— START INPUT ROWS —
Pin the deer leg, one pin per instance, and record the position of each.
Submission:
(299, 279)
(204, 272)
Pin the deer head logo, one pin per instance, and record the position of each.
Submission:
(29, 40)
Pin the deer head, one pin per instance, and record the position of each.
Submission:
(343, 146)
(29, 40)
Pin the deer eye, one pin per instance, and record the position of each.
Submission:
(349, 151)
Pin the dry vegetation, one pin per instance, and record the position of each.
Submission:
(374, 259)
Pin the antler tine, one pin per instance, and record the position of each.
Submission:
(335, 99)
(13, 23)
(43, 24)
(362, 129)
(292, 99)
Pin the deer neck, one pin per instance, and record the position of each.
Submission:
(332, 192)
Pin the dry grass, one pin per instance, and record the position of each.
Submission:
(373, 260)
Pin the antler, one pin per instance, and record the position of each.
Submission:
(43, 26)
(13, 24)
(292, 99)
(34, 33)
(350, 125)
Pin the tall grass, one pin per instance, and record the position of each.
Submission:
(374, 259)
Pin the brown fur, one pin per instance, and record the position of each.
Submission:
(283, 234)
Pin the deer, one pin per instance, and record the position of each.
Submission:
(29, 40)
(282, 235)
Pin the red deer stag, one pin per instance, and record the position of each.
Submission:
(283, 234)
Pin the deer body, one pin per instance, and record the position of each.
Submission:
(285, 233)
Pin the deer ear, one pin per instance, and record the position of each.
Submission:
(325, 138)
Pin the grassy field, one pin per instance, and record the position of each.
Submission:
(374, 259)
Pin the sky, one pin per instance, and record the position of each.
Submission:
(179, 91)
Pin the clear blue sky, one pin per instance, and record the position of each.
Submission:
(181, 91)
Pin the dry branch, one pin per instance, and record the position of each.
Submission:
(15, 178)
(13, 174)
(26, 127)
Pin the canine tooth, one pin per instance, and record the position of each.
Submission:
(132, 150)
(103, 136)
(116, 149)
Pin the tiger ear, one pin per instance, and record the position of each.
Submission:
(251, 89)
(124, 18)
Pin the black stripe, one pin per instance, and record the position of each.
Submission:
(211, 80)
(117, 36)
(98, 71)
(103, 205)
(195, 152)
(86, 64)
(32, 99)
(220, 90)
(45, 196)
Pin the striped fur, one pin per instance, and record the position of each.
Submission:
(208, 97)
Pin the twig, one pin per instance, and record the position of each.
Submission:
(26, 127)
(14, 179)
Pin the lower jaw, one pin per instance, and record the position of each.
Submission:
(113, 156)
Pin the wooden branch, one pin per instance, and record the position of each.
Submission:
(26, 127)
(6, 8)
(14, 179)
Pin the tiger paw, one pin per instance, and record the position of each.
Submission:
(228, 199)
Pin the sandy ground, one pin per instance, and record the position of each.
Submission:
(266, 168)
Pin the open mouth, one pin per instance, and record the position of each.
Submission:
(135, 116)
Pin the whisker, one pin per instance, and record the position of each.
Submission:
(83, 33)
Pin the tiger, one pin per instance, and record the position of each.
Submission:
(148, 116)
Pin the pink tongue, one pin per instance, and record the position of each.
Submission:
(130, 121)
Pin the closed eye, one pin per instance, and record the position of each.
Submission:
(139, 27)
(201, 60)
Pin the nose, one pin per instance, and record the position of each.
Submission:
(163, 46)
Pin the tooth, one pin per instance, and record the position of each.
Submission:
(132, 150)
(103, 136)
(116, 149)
— END INPUT ROWS —
» **DIRECTIONS**: Your task is to extract all of the records exactly.

» **PROBLEM SOLUTION**:
Pin the deer leg, one pin per instance, and record the position of each.
Submission:
(299, 279)
(204, 272)
Pin the deer head logo, one pin per instance, and record the position of each.
Submission:
(29, 40)
Pin the deer head, one pin per instance, and record the position of each.
Submission:
(343, 146)
(29, 40)
Pin the deer eye, one pin per instance, and record the position of each.
Submission:
(349, 151)
Pin the dry vegetation, one pin per instance, and record the position of each.
Submission:
(374, 259)
Pin the antler tine, one pin per instance, and record the position of each.
Submission:
(335, 99)
(13, 23)
(43, 24)
(362, 129)
(292, 99)
Pin the deer neck, one pin per instance, and record the position of each.
Submission:
(332, 192)
Pin the dry grass, one pin per instance, and record the position of each.
Submission:
(373, 260)
Pin the antler, one pin per instance, and record the position of each.
Submission:
(43, 26)
(13, 24)
(292, 99)
(34, 33)
(350, 125)
Pin the tall grass, one pin per instance, and record the position of each.
Submission:
(374, 259)
Pin the brown fur, one pin per instance, and record the position of each.
Submission:
(283, 234)
Pin the deer, one pin per instance, and record the position of each.
Submission:
(29, 40)
(282, 235)
Pin the red deer stag, one pin per instance, and record the position of each.
Submission:
(283, 234)
Pin the deer body, one pin per instance, and record the position of each.
Submission:
(285, 233)
Pin the deer ear, one pin per instance, and record the position of each.
Submission:
(325, 138)
Pin the grassy field, one pin per instance, and record the position of each.
Submission:
(374, 259)
Pin the sky, one pin per instance, and record the position of each.
Submission:
(179, 91)
Pin the clear blue sky, one pin per instance, and record the position of each.
Submission:
(181, 91)
Pin the dry branch, one pin per instance, and record the position of each.
Submission:
(15, 178)
(13, 174)
(26, 127)
Pin the canine tooth, one pin per instance, and record the position of each.
Submission:
(132, 150)
(103, 136)
(116, 149)
Pin the tiger ear, one pin per instance, and record the position of each.
Submission:
(251, 89)
(124, 18)
Pin the black stripe, one pin per instance, and record the position of each.
Submission:
(211, 80)
(117, 36)
(98, 71)
(103, 205)
(195, 152)
(86, 64)
(32, 99)
(220, 90)
(45, 196)
Pin the striped fur, one pin per instance, and record the position of each.
Submission:
(208, 97)
Pin the twig, one pin per instance, and record the position of each.
Submission:
(26, 127)
(14, 179)
Pin the lower jaw, one pin per instance, and record the position of each.
Submission:
(113, 156)
Pin the wooden branch, one pin per instance, and record the position of each.
Submission:
(26, 127)
(6, 8)
(14, 179)
Pin the tiger paw, one pin per instance, and record the position of each.
Submission:
(228, 199)
Pin the sandy ground, one pin per instance, and record the position of each.
Submission:
(266, 168)
Pin the open mouth, one pin per instance, and record the position of each.
Submission:
(135, 116)
Pin the whisker, one pin per instance, and record the position of each.
Submission:
(83, 33)
Pin the tiger, one pin per instance, and record the position of each.
Submission:
(148, 116)
Pin the pink tongue, one pin per instance, and record the position of each.
Submission:
(130, 121)
Pin the closed eye, one pin per instance, and record the position of each.
Submission:
(139, 27)
(201, 60)
Pin the nose, one pin per instance, and record the position of each.
Submission:
(163, 46)
Pin the tooth, one pin per instance, and record the position of each.
Submission:
(132, 150)
(103, 136)
(116, 149)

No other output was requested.